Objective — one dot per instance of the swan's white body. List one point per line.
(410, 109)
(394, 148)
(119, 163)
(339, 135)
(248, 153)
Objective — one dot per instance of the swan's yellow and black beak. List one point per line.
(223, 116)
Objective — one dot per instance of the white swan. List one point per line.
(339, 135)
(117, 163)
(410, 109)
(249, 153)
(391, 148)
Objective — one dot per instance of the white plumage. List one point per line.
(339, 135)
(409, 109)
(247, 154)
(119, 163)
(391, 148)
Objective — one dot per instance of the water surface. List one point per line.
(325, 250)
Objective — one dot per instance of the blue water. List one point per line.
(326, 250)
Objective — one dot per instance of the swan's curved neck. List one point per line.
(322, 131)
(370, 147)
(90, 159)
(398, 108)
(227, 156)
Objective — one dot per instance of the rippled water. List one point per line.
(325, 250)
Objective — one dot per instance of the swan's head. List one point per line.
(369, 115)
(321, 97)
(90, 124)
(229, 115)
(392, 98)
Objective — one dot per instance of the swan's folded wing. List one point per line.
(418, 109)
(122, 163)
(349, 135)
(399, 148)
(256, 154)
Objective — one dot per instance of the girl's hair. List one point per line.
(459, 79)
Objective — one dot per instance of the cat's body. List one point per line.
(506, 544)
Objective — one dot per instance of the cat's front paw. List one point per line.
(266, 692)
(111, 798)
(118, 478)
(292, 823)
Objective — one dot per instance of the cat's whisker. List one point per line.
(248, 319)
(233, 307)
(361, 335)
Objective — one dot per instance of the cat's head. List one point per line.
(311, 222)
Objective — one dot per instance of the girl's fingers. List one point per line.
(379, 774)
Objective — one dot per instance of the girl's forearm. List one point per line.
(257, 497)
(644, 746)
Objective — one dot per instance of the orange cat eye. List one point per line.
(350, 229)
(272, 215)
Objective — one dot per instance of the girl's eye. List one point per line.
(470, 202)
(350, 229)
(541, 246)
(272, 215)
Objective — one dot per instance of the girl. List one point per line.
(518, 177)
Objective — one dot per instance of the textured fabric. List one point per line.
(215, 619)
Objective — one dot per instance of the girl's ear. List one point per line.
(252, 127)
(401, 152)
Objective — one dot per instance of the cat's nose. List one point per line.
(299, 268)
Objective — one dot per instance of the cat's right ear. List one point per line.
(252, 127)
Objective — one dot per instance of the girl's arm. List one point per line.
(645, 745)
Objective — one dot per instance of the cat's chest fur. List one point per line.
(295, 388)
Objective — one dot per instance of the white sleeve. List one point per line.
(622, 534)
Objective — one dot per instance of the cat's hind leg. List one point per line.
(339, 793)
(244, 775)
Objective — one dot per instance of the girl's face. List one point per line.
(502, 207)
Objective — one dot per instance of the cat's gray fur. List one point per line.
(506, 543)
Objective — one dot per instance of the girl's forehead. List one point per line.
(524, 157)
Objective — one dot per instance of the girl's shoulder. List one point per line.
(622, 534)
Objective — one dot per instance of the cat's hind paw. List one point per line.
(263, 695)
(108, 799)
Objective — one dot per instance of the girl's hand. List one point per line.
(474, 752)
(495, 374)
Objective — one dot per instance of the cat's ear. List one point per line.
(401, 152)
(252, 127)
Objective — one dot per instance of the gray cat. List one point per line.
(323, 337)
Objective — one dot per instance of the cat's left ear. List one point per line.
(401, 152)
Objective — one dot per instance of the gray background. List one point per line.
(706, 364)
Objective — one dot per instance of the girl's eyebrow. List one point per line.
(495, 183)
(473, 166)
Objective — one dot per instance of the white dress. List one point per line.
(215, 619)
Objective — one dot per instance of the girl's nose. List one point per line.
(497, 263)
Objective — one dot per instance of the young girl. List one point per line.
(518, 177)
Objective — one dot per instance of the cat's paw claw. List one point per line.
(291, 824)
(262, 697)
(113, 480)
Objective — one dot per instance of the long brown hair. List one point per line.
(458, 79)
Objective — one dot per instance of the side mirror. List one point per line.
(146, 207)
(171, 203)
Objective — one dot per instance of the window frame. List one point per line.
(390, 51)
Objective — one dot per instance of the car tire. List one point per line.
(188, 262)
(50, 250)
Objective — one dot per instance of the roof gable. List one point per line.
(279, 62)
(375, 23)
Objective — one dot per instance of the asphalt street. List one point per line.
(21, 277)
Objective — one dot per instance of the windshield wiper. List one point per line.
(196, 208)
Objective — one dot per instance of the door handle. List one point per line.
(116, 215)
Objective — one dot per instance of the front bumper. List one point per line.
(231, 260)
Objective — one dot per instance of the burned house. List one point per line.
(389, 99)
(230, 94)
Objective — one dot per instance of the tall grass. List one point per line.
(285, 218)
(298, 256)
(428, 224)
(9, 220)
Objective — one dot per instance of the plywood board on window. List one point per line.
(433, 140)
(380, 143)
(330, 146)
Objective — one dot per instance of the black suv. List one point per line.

####

> [Objective]: Output every line above without altering anything.

> [Worked solution]:
Objective — one dot per instance of the swan's white body. List one point per line.
(410, 109)
(394, 148)
(119, 163)
(339, 135)
(248, 153)
Objective — one dot per instance of the swan's yellow and black beak. List one point per line.
(223, 116)
Objective — one dot per instance of the white swan. List one point per line.
(339, 135)
(117, 163)
(410, 109)
(249, 153)
(391, 148)
Objective — one dot per instance of the white plumage. List one point per line.
(339, 135)
(409, 109)
(247, 154)
(119, 163)
(391, 148)
Objective — one dot per instance of the water surface. List one point per line.
(325, 250)
Objective — one dot per instance of the blue water. List one point per line.
(326, 250)
Objective — one dot per instance of the swan's curved neck. List one point per line.
(322, 131)
(370, 147)
(90, 159)
(398, 108)
(227, 156)
Objective — one dot per instance of the rippled water. List one point per line.
(325, 250)
Objective — one dot per instance of the swan's head. List one point per line.
(369, 115)
(321, 97)
(90, 124)
(229, 115)
(392, 98)
Objective — one dot per instance of the swan's folded wing. List one point per line.
(418, 109)
(122, 163)
(349, 135)
(399, 148)
(256, 154)
Objective — one dot per instance of the girl's hair. List one point per line.
(459, 79)
Objective — one dot per instance of the cat's body. List one point per line.
(506, 544)
Objective — one dot per instance of the cat's front paw. List one point per line.
(266, 692)
(111, 798)
(118, 478)
(292, 823)
Objective — one dot per instance of the cat's whisker. List one point per line.
(248, 319)
(233, 307)
(361, 335)
Objective — one dot per instance of the cat's head. List one point per line.
(311, 222)
Objective — one dot per instance of the girl's fingers. List one point per line.
(379, 774)
Objective — one dot per instance of the girl's forearm. List one point per line.
(257, 497)
(644, 746)
Objective — one dot per instance of the orange cat eye. List one point per line.
(350, 229)
(272, 215)
Objective — one dot per instance of the girl's eye. List one point per line.
(470, 202)
(350, 229)
(541, 246)
(272, 215)
Objective — one dot per instance of the girl. List one point per line.
(518, 177)
Objective — one dot per instance of the textured fabric. List one point per line.
(215, 619)
Objective — one dot per instance of the girl's ear. List one point per line.
(252, 127)
(401, 152)
Objective — one dot per instance of the cat's nose. List one point per line.
(299, 268)
Objective — one dot per instance of the cat's right ear. List one point per line.
(252, 127)
Objective — one dot per instance of the girl's arm. List one point per line.
(645, 745)
Objective — one dot per instance of the cat's chest fur. List one point per line.
(295, 388)
Objective — one dot per instance of the white sleeve. List one point per line.
(622, 534)
Objective — one dot per instance of the cat's hind leg. List one point per line.
(339, 793)
(244, 775)
Objective — one dot per instance of the girl's face. List one point per line.
(502, 207)
Objective — one dot per instance of the cat's gray fur. List one point per line.
(506, 543)
Objective — one dot per instance of the girl's forehead. List one point per line.
(524, 157)
Objective — one dot per instance of the girl's shoulder. List one point per line.
(622, 534)
Objective — one dot per instance of the cat's hind paw. List one point per line.
(263, 695)
(108, 799)
Objective — one dot per instance of the girl's hand. List one point per line.
(474, 752)
(495, 374)
Objective — one dot per instance of the cat's ear. List one point per line.
(401, 152)
(252, 127)
Objective — one dot per instance of the gray cat. List one point per line.
(323, 337)
Objective — one dot per instance of the cat's left ear. List one point per line.
(401, 152)
Objective — one dot per instance of the gray background. List one point per line.
(706, 364)
Objective — one dot per instance of the girl's eyebrow. List one point per line.
(495, 183)
(473, 166)
Objective — one dot per instance of the white dress. List one point per line.
(215, 619)
Objective — one dot per instance of the girl's nose. List one point per line.
(497, 263)
Objective — one dot per instance of the young girl. List one point per line.
(518, 177)
Objective — one dot per instance of the cat's paw claw. List one point per line.
(291, 824)
(262, 697)
(113, 480)
Objective — one dot per instance of the long brown hair. List one point per line.
(458, 79)
Objective — one dot per instance of the side mirror. List one point per line.
(146, 207)
(171, 203)
Objective — one dot per instance of the window frame. List one point per line.
(390, 51)
Objective — one dot per instance of the car tire. List one point per line.
(188, 262)
(50, 250)
Objective — one dot per instance of the roof gable. List one point per line.
(279, 62)
(375, 23)
Objective — one dot per instance of the asphalt street. List one point per line.
(21, 277)
Objective — one dot per instance of the windshield wiper. List one point per line.
(196, 208)
Objective — one dot per instance of the door handle. List one point per line.
(116, 215)
Objective — one dot per instance of the front bumper. List one point per line.
(231, 260)
Objective — one dot per instance of the burned house. List one point per line.
(389, 99)
(230, 94)
Objective — one dot per instance of the tall grass. List one point per line.
(285, 218)
(298, 256)
(428, 224)
(9, 220)
Objective — one dot per instance of the plywood board on window. List one point per line.
(433, 140)
(380, 143)
(330, 146)
Objective — one dot per instance of the black suv. List one point per line.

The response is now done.